## [Given passage]
Skip to content

GoogleCloudDataproc/dataproc-spark-connect-python

Repository files navigation

Dataproc Spark Connect Client

A wrapper of the Apache Spark Connect client with additional functionalities that allow applications to communicate with a remote Dataproc Spark cluster using the Spark Connect protocol without requiring additional steps.

Install

.. code-block:: console

  pip install dataproc_spark_connect

Uninstall

.. code-block:: console

  pip uninstall dataproc_spark_connect

Setup

This client requires permissions to manage Dataproc sessions and session templates. If you are running the client outside of Google Cloud, you must set following environment variables:

  • GOOGLE_CLOUD_PROJECT - The Google Cloud project you use to run Spark workloads
  • GOOGLE_CLOUD_REGION - The Compute Engine region where you run the Spark workload.

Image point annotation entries
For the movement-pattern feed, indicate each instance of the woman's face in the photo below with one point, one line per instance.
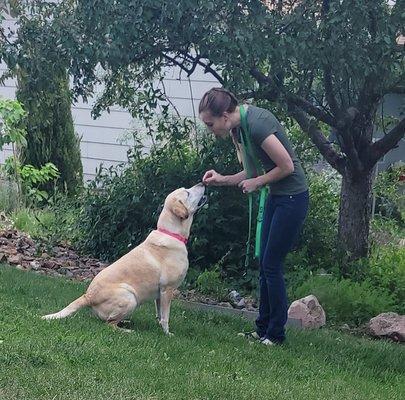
(219, 126)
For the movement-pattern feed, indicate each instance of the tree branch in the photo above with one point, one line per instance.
(309, 108)
(292, 99)
(379, 148)
(329, 92)
(336, 160)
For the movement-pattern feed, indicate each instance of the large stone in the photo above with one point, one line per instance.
(308, 311)
(391, 325)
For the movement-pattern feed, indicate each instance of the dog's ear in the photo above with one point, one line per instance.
(180, 209)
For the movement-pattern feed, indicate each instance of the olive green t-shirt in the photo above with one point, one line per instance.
(262, 123)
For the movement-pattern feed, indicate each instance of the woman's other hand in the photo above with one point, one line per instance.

## [Directions]
• 1. In the Dataproc Spark Connect README, return the part that opens with the words containing "Repository files navigation" and closes with "requiring additional steps.".
• 2. Which section headings appear under the title "Dataproc Spark Connect Client" in the Dataproc Spark Connect README?
• 3. Answer these questions from the Dataproc Spark Connect README:
(a) What command installs the client?
(b) Which environment variable holds the Compute Engine region where the Spark workload runs?
(c) What protocol does the client use to communicate with a remote Dataproc Spark cluster?

## [Answers below]
• 1.
Repository files navigation

Dataproc Spark Connect Client

A wrapper of the Apache Spark Connect client with additional functionalities that allow applications to communicate with a remote Dataproc Spark cluster using the Spark Connect protocol without requiring additional steps.

• 2.
Install
Uninstall
Setup

• 3.
(a) pip install dataproc_spark_connect
(b) GOOGLE_CLOUD_REGION
(c) The Spark Connect protocol